** EXERCISE REQUIREMENTS **
All lines from the one with "Query: deep-section rear wheel" through the end of the records below are to be given again exactly, and nothing else.

Referring expression data
************
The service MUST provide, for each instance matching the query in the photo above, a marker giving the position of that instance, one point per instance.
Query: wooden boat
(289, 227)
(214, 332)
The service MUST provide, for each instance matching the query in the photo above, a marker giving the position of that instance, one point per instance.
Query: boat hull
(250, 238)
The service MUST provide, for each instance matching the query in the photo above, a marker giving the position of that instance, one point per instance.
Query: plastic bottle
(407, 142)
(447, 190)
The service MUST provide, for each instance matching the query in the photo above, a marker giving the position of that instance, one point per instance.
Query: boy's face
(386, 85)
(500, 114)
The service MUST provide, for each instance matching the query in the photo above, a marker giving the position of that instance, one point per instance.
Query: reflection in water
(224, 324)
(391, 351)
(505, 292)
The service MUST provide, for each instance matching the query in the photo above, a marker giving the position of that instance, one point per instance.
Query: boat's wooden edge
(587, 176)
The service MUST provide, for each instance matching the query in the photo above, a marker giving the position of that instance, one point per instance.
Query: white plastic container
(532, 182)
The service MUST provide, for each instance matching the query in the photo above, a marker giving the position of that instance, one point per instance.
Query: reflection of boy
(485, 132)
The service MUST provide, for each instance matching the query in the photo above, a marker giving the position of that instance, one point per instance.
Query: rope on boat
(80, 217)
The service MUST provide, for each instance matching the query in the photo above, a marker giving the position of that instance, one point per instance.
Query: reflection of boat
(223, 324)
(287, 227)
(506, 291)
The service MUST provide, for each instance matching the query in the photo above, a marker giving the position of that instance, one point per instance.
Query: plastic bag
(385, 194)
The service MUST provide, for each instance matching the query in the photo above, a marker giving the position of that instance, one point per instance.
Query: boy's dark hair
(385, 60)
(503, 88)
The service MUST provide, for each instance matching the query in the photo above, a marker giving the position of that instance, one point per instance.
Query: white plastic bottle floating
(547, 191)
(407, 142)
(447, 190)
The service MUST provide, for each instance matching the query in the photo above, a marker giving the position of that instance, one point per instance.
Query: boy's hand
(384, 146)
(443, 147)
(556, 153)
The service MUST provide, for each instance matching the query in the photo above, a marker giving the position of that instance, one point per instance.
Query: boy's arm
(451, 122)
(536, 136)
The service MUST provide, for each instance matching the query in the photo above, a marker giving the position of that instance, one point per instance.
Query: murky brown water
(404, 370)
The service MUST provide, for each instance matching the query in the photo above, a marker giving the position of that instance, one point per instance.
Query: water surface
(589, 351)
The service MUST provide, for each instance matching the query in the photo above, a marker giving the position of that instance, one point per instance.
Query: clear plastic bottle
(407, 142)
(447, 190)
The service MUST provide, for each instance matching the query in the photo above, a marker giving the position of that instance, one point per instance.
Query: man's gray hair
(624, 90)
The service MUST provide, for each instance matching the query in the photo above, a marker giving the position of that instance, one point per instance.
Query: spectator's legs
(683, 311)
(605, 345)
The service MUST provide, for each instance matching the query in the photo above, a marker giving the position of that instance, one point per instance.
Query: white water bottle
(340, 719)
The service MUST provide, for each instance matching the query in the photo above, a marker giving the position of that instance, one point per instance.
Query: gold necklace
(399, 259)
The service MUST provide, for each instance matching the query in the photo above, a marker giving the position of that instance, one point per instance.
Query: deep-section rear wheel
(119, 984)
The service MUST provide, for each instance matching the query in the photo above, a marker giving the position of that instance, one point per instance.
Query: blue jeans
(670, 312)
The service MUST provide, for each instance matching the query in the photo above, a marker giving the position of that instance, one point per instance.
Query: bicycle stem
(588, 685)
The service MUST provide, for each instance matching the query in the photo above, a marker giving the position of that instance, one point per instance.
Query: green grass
************
** EXERCISE OUTPUT **
Query: deep-section rear wheel
(119, 984)
The service MUST provide, for each instance matching the query in the photo above, a marker giving the position of that instance, one point per instance.
Query: blue jeans
(670, 312)
The service MUST provide, for each instance matching the query in the photo above, a marker giving the position of that instance, one point per instance.
Query: bicycle stem
(588, 685)
The service MUST provide, for each instance matching the query in the photo above, a marker giving the position of that instance, one point per instance.
Query: green grass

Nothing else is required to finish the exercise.